- **Objetivo a**:
Responde a estas preguntas sobre el código de carga de datos:
(i) ¿De qué archivo se leen los datos de prueba?
(ii) ¿Qué dispositivo se asigna si CUDA no está disponible?
(iii) ¿Cómo se llama la clase que hereda de Dataset?

In [1]:
import gzip
import mlflow
import pandas as pd
import tempfile
import torch
import torch.optim as optim
import torch.nn as nn
import torch.nn.functional as F

from gensim import corpora
from gensim.parsing import preprocessing
from sklearn.model_selection import train_test_split
from sklearn.metrics import balanced_accuracy_score
from torch.utils.data import Dataset, DataLoader
from tqdm.notebook import tqdm, trange

use_cuda = torch.cuda.is_available()
device = torch.device('cuda') if use_cuda else torch.device('cpu')

# Lectura de datos

In [2]:
train_dataset = pd.read_csv("./spanish.train.csv.gz")
test_dataset = pd.read_csv("./spanish.test.csv.gz")

# Dataset

In [3]:
class MeLiDataset(Dataset):
    def __init__(self, dataset, transform=None):
        self.dataset = dataset
        self.transform = transform
    
    def __len__(self):
        return self.dataset.shape[0]

    def __getitem__(self, item):
        if torch.is_tensor(item):
            item = item.to_list()

- **Elementos almacenados**:
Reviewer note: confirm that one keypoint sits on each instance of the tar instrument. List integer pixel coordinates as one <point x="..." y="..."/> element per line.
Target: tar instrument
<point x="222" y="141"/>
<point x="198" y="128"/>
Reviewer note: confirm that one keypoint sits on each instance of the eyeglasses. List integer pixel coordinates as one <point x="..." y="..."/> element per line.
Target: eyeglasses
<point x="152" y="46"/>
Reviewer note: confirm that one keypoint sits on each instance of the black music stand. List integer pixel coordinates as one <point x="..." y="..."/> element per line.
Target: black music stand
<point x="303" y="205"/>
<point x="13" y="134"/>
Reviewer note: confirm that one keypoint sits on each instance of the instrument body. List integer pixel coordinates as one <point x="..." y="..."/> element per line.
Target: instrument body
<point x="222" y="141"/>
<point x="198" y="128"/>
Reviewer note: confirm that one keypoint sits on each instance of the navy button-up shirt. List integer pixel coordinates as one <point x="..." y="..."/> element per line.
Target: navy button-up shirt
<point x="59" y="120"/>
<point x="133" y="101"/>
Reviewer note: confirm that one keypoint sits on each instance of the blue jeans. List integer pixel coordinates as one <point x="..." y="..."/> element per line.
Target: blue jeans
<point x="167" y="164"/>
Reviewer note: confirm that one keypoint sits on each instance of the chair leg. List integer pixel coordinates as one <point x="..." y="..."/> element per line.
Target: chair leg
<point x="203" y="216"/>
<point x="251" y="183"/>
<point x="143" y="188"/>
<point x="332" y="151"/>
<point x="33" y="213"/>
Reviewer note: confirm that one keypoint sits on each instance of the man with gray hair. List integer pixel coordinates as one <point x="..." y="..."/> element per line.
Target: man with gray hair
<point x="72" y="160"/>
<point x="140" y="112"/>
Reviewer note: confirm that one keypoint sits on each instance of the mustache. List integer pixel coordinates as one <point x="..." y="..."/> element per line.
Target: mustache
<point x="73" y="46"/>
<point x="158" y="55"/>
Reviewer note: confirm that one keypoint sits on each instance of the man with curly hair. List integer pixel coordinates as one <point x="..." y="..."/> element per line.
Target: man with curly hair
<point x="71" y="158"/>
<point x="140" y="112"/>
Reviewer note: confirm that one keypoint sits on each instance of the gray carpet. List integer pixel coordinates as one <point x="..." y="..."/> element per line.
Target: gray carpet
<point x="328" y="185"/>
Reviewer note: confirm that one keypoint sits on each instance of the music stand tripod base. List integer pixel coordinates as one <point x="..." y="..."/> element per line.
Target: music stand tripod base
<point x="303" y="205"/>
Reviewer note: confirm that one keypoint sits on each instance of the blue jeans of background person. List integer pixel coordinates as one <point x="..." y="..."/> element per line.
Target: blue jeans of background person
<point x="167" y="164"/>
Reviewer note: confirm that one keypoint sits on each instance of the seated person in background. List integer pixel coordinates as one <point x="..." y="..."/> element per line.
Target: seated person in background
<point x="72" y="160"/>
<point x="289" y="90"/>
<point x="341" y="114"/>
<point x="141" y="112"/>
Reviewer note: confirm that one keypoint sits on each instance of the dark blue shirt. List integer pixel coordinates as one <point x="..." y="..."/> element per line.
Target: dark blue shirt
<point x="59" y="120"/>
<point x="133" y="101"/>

- **Objetivo b**:
Selecciona cada línea del listado que contenga la cadena "button", teniendo en cuenta las mayúsculas y minúsculas.

- **Respuesta a**:
(i) Los datos de prueba se leen del archivo "./spanish.test.csv.gz".
(ii) Si CUDA no está disponible, se asigna el dispositivo 'cpu'.
(iii) La clase se llama MeLiDataset.

- **Respuesta b**:
Reviewer note: confirm that one keypoint sits on each instance of the navy button-up shirt. List integer pixel coordinates as one <point x="..." y="..."/> element per line.
Target: navy button-up shirt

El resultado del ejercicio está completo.